%%

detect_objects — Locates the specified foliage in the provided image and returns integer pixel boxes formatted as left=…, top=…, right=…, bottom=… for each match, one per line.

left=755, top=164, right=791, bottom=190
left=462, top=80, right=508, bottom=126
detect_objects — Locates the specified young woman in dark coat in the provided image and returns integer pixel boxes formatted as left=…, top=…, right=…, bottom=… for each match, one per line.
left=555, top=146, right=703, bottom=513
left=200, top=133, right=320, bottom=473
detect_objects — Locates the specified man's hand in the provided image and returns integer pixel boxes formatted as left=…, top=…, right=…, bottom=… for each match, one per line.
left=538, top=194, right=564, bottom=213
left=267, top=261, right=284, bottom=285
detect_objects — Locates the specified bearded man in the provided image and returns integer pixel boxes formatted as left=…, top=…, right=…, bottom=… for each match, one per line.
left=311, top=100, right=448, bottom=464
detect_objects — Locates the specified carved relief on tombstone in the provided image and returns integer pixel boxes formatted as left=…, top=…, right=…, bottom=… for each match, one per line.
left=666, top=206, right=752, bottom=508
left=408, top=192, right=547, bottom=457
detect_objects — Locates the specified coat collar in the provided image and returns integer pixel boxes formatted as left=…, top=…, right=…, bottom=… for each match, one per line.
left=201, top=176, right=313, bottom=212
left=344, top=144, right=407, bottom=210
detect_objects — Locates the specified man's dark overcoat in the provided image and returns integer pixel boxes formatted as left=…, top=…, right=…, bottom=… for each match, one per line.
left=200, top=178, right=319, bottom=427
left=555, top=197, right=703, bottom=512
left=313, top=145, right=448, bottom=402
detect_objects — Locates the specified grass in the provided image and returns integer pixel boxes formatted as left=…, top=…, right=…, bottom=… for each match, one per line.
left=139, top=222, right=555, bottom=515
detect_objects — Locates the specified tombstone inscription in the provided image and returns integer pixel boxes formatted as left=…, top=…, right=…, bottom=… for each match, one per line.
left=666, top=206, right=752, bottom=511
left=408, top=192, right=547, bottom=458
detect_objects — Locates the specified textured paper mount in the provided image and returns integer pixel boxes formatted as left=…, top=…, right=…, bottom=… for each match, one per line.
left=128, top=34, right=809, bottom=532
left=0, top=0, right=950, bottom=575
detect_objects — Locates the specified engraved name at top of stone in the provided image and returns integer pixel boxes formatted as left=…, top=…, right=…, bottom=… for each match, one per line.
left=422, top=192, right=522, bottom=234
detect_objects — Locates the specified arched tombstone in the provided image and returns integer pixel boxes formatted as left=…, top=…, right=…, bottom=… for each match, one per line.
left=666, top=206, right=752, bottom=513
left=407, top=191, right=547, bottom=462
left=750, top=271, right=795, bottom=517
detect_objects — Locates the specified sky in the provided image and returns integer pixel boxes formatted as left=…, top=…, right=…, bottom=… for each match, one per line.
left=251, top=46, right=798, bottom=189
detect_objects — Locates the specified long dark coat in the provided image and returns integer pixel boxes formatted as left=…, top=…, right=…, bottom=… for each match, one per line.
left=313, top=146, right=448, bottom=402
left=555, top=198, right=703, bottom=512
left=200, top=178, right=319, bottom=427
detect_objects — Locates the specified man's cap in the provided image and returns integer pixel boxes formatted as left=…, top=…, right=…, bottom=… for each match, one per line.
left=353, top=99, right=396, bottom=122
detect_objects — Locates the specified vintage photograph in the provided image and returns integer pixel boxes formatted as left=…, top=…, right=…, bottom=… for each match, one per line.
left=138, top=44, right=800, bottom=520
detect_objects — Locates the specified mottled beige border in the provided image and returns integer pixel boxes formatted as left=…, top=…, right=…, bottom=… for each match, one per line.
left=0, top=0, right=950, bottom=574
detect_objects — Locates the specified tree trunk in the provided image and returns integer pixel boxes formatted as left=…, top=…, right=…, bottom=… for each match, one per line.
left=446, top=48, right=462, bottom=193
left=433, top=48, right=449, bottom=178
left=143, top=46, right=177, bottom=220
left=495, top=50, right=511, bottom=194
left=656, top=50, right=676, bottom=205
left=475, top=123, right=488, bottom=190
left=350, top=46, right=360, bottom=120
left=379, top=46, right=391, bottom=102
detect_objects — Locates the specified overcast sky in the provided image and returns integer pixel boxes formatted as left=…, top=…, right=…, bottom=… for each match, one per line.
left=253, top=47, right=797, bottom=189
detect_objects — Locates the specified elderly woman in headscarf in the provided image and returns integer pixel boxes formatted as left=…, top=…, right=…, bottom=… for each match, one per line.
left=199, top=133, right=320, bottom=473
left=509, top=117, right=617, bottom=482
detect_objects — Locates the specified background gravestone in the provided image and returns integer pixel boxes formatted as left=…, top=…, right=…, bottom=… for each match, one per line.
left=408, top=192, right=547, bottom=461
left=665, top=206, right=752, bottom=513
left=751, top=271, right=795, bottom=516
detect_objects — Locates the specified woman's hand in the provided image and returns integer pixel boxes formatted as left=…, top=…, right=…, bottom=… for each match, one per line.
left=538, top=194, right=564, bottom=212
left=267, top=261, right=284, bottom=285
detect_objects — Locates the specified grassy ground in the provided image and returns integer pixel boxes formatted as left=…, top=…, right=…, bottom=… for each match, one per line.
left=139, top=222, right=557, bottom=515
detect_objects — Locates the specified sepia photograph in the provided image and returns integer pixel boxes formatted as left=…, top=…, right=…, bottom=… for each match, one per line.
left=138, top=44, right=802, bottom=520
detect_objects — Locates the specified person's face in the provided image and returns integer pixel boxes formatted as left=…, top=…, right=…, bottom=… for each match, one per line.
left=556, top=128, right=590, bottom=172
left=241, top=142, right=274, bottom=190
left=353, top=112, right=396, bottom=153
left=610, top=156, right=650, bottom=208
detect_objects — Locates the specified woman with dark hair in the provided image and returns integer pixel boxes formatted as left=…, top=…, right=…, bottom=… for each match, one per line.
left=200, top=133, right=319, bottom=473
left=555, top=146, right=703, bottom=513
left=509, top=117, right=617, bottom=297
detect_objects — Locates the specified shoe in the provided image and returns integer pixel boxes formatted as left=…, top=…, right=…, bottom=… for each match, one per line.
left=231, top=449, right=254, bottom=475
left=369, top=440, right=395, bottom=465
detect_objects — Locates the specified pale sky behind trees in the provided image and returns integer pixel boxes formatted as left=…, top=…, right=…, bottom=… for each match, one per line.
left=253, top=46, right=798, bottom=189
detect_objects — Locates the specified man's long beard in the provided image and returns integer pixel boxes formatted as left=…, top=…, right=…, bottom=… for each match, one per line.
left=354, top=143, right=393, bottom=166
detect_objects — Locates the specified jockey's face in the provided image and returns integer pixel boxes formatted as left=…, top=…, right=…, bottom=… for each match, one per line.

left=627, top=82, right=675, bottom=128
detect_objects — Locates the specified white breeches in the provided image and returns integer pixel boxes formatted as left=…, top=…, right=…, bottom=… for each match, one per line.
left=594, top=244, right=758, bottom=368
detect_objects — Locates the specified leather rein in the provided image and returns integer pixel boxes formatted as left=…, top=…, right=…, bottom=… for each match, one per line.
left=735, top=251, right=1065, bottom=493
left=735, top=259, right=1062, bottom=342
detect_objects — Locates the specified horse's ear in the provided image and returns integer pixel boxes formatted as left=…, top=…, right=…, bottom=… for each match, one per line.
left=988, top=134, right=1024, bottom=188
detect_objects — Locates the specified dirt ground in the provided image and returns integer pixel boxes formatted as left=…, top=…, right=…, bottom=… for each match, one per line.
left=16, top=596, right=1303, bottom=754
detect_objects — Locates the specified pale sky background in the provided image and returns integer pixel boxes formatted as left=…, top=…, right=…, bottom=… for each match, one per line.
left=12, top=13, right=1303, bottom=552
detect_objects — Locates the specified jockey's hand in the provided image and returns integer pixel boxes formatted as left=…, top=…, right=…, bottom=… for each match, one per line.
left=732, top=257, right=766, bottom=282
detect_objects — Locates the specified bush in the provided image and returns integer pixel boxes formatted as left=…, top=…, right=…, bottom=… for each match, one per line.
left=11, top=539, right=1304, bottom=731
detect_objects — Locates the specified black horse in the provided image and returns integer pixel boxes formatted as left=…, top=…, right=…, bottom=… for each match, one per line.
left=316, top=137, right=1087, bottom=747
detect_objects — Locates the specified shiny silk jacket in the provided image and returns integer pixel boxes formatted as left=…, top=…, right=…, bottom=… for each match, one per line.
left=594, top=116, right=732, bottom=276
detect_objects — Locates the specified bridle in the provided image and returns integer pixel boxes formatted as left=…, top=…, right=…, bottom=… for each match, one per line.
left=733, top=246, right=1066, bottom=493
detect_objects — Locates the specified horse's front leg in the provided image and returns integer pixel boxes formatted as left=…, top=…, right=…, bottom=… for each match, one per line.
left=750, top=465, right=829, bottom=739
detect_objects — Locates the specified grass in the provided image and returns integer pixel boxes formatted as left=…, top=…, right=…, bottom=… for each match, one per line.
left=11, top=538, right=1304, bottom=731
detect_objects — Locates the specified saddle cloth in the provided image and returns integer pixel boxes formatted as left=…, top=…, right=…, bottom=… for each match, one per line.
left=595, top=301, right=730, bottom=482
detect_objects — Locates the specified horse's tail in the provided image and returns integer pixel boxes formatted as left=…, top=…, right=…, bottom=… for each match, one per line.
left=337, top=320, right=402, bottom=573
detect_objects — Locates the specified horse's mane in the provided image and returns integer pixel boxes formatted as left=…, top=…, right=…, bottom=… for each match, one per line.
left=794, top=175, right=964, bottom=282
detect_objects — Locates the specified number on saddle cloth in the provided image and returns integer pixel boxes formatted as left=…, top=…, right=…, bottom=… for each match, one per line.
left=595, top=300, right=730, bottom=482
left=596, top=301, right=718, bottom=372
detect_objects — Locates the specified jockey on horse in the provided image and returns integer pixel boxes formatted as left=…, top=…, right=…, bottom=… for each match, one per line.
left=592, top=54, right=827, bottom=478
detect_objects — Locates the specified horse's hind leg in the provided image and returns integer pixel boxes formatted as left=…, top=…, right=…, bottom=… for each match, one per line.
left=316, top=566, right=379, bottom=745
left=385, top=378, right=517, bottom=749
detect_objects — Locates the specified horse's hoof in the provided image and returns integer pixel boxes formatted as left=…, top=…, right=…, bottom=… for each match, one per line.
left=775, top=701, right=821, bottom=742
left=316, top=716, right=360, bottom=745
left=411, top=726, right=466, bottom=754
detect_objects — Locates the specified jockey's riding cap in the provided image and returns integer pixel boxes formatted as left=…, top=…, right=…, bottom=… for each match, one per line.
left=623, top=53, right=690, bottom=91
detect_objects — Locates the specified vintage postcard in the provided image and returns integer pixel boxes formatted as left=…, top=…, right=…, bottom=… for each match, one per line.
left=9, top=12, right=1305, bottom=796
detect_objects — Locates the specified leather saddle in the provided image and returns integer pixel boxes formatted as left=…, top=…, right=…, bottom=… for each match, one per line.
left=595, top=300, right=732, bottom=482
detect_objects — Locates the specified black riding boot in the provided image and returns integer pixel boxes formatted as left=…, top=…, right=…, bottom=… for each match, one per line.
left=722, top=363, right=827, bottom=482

%%

Directions for this task:
Return word for word the data starting with the line that contains "detect_objects — Locates the specified vintage postcard" and going on through the line that contains "left=9, top=12, right=1305, bottom=796".

Answer below:
detect_objects — Locates the specified vintage postcard in the provided image and returns integer pixel boxes formatted as left=…, top=…, right=…, bottom=… for each match, one per line.
left=9, top=12, right=1305, bottom=796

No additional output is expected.